* TASKS TO PERFORM *
**1)** Translate this sentence from the motorcycle trip blog post into Spanish: "Was it only four days ago that I set out on my first real motorcycle adventure to visit the legendary Daytona Bike Week?"
**2)** Reproduce the stretch of the motorcycle trip blog post from "Back to the" through "Daytona Bike Week?" without any changes.
**3)** Answer these questions using the motorcycle trip blog post:
(a) On what day of the week was the blog actually started?
(b) Which free program did the writer never have the urge to try?
(c) Along with the different chargers, what did the writer remember to pack?

* SELECTED PASSAGE *
------------
Quick Note - This blog was actually started on Monday, but with real life getting in the way, it's already thursday and I'm finally getting to finish it off!
Back to the story!
It's sad to say that over twenty four hours after getting back, dismounting and throwing the cover over my faithful steed, life seems to be falling back into normal.
Was it only four days ago that I set out on my first real motorcycle adventure to visit the legendary Daytona Bike Week?
Wednesday night was full of expectation and uncertainty. This would be the first long ride taken since all the work was completed on the Deuce. If anything wasn't screwed tightly enough or completed right, I'd be finding out potentially a long way from home. Never really having the urge to try out the Harley Owners Group free roadside assistance program, there was nothing really appealing about this idea. The trip would also be a first for travelling away from home with a fully packed and loaded motorcycle. It was nearly a completely new ride with the pipes, saddlebags as well as an additional bag for that little bit of extra needed storage.
Can you ever have enough storage?
All the jeans and t-shirts needed were washed, toiletries packed, even remembered to throw in all the different chargers and an electronic toll pass. Now I just had to fall asleep so getting up wouldn't be so difficult and in a timely manner.
Thursday..time to hit the road!
------------
* RAW RECORDS *
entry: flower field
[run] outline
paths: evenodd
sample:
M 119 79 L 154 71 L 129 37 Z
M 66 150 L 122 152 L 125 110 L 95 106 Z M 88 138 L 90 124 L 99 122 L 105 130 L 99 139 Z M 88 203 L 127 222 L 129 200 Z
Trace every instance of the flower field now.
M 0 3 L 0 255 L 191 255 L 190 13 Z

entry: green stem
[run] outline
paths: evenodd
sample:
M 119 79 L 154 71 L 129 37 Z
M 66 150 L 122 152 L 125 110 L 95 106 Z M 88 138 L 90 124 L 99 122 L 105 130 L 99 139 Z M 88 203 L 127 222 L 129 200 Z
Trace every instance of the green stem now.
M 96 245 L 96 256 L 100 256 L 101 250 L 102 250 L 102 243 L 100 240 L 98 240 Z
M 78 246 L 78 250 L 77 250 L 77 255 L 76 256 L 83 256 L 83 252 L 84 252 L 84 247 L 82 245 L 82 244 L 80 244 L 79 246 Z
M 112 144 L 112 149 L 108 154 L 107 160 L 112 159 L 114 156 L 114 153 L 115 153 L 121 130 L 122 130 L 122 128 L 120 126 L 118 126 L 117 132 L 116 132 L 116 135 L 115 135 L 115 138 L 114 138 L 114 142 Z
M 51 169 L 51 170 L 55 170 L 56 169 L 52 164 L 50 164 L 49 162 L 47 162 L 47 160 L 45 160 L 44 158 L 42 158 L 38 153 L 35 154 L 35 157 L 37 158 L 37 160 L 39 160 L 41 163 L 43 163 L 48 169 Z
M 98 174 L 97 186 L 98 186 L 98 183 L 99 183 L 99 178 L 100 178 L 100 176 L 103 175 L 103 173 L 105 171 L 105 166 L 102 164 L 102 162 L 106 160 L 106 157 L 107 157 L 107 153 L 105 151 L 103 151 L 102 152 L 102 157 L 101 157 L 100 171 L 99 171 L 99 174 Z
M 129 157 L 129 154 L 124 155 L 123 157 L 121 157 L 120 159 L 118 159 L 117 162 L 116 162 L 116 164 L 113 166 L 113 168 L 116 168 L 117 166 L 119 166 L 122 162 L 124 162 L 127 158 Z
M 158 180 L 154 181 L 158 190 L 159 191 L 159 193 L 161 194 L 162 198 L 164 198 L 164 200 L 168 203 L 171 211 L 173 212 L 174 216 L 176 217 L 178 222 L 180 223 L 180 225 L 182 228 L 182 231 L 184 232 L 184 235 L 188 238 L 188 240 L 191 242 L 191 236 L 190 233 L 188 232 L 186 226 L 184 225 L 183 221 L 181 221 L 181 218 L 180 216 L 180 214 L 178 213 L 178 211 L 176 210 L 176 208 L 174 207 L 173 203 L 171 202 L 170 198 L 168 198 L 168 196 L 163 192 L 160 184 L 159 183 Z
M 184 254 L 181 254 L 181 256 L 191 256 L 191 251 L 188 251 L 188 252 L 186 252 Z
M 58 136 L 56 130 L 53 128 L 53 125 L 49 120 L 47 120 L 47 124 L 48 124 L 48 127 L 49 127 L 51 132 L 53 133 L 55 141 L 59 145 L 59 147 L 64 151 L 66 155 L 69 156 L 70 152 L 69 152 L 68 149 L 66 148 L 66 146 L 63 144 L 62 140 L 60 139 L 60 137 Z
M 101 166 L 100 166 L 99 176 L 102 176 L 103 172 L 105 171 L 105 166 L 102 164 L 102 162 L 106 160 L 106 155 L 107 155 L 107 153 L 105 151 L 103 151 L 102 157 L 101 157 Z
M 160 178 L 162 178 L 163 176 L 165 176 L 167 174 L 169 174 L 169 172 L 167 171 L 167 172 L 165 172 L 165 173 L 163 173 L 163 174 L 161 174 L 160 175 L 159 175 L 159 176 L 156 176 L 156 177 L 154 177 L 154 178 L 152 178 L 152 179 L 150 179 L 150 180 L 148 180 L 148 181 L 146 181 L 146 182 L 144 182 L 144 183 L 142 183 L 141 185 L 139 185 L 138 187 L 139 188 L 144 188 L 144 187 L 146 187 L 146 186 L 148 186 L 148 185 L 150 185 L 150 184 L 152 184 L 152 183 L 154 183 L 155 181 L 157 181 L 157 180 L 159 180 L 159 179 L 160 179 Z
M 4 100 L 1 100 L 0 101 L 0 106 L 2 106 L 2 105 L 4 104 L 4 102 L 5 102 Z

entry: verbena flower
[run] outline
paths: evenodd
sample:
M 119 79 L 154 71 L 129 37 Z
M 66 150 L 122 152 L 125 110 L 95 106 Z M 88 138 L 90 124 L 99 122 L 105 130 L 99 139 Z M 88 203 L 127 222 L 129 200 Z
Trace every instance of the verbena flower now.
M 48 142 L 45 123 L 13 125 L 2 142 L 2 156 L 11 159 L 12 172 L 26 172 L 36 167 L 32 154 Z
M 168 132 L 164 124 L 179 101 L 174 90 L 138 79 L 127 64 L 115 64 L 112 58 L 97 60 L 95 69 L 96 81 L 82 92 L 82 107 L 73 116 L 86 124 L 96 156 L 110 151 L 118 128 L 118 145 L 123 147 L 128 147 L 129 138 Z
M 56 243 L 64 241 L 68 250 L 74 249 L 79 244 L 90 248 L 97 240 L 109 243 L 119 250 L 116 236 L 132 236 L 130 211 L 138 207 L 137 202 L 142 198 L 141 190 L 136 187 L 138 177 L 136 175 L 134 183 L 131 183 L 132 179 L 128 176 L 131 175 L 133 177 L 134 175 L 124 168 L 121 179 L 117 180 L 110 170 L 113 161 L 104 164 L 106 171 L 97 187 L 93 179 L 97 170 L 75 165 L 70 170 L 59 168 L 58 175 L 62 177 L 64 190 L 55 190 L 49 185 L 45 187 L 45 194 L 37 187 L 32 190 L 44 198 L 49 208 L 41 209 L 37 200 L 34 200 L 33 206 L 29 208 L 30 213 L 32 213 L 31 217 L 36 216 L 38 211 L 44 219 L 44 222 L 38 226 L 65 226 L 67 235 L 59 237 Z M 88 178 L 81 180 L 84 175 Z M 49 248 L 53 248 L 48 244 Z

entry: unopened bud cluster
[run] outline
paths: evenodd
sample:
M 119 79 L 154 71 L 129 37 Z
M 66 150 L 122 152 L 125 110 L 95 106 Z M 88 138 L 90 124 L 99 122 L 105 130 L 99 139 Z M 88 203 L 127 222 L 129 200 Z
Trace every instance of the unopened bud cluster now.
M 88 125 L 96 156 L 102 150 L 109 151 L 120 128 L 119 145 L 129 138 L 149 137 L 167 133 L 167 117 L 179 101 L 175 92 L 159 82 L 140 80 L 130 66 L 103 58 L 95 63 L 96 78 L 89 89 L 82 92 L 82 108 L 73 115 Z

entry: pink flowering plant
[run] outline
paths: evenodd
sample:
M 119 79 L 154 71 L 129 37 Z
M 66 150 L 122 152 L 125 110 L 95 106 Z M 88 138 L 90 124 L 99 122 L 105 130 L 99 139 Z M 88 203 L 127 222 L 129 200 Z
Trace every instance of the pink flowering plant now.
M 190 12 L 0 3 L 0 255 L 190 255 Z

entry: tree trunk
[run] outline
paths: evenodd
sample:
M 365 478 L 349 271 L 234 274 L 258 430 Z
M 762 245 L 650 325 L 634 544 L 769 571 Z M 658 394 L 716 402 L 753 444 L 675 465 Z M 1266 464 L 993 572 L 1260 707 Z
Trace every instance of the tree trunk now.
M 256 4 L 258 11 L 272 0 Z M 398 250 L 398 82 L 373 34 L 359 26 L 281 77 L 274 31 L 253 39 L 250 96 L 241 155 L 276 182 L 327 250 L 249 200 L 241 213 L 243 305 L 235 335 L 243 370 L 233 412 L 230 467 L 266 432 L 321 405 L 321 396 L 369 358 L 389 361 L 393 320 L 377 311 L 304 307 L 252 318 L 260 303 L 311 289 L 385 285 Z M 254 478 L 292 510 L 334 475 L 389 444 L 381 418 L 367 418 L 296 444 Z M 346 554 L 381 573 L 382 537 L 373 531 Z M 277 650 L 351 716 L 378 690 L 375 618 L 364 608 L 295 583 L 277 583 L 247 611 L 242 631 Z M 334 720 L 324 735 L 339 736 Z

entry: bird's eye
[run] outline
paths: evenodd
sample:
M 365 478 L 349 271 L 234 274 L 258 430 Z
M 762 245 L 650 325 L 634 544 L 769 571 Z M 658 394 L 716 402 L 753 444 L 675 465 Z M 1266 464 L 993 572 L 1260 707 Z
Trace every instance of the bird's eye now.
------------
* ANSWERS TO THE EXERCISES *
**1)** ¿De verdad fue hace solo cuatro días que salí en mi primera aventura real en motocicleta para visitar la legendaria Daytona Bike Week?

**2)**
Back to the story!
It's sad to say that over twenty four hours after getting back, dismounting and throwing the cover over my faithful steed, life seems to be falling back into normal.
Was it only four days ago that I set out on my first real motorcycle adventure to visit the legendary Daytona Bike Week?

**3)**
(a) Monday.
(b) The Harley Owners Group free roadside assistance program.
(c) An electronic toll pass.